[START OF SELECTED EXCERPT]
Now that you have the most up-to-date version of all files, create a new markdown file in the class activity folder with a fun fact about you (or anything else if you’d rather) that you’ll upload to the repository.

Action (individual)

Create a markdown file:

  1. In RStudio, select File > New File > Markdown File
  2. Add an ‘About Me’ or similar header (use one or more hashes # before the header text)
  3. Write a fun fact about yourself
  4. Save the file as YOURGITHUBUSERNAME-about.md in the class activity folder

Stage and commit changes

Now that your new file is ready to go you can stage the changes to be committed to the repository and create a commit.

A commit is a bundle of changes that will be submitted to the repository along with a message briefly explaining the changes made. Your GitHub client will often fill in a default message such as ‘update FILENAME.EXT’.

Action (individual)

Stage and commit:

  • In your client, look for a menu item to add or stage changes. By default any changes made to any file will be included. In GitHub Desktop, look for the ‘Changes’ menu next to ‘History’; you can stage changes by simply selecting or unselecting the checkbox next to each file that was altered.

    • Or in the terminal: git add FILENAME
  • Once you have staged changes, look for a menu item to commit changes. Add a message and commit the changes. In GitHub Desktop, this appears at the bottom of the ‘Changes’ menu.

    • Or in the terminal: git add -m "your message here"

Often these actions are performed together. However, in some workflows it may make sense to stage changes incrementally and create commits that bundle several changes at once. For example, if you need to make an update that requires modifying files A, B, and C, it may make sense to edit and stage changes to A first, followed by B, followed by C, and create the commit only once the full update has been implemented.
[END OF SELECTED EXCERPT]
• **JOB 1**
In the Git tutorial excerpt, under what file name should the new markdown file be saved?
• **JOB 2**
Write out the Git tutorial excerpt word for word, from "Now that you have" up to and including "create a commit.".
[START OF STORED DATA]
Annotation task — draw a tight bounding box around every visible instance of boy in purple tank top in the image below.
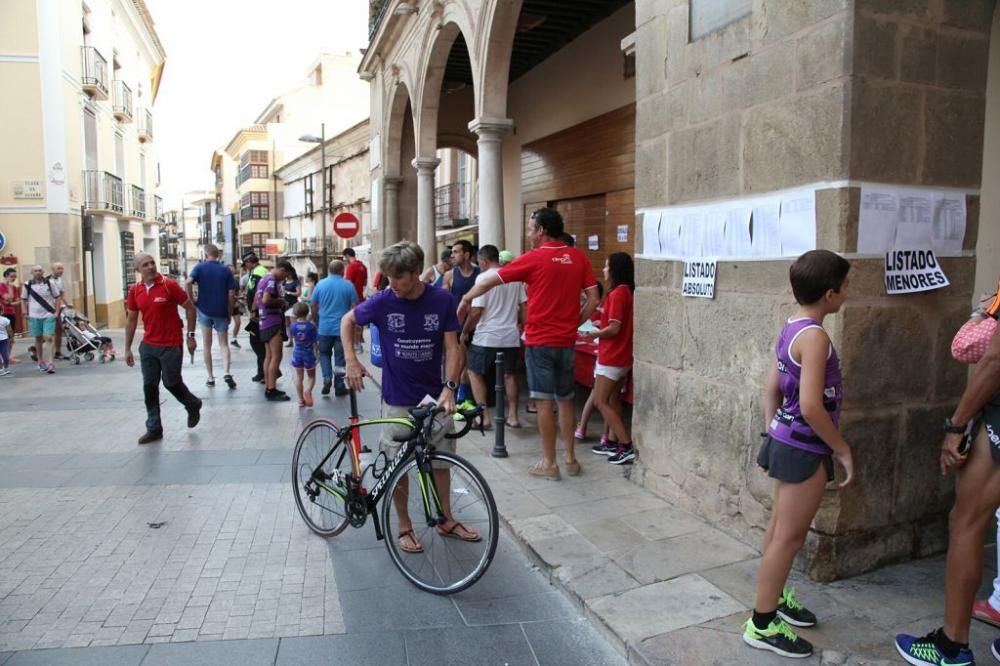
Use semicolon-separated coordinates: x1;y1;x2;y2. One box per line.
743;250;854;657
[END OF STORED DATA]
• **TASK OUTPUT 1**
YOURGITHUBUSERNAME-about.md

• **TASK OUTPUT 2**
Now that you have the most up-to-date version of all files, create a new markdown file in the class activity folder with a fun fact about you (or anything else if you’d rather) that you’ll upload to the repository.

Action (individual)

Create a markdown file:

  1. In RStudio, select File > New File > Markdown File
  2. Add an ‘About Me’ or similar header (use one or more hashes # before the header text)
  3. Write a fun fact about yourself
  4. Save the file as YOURGITHUBUSERNAME-about.md in the class activity folder

Stage and commit changes

Now that your new file is ready to go you can stage the changes to be committed to the repository and create a commit.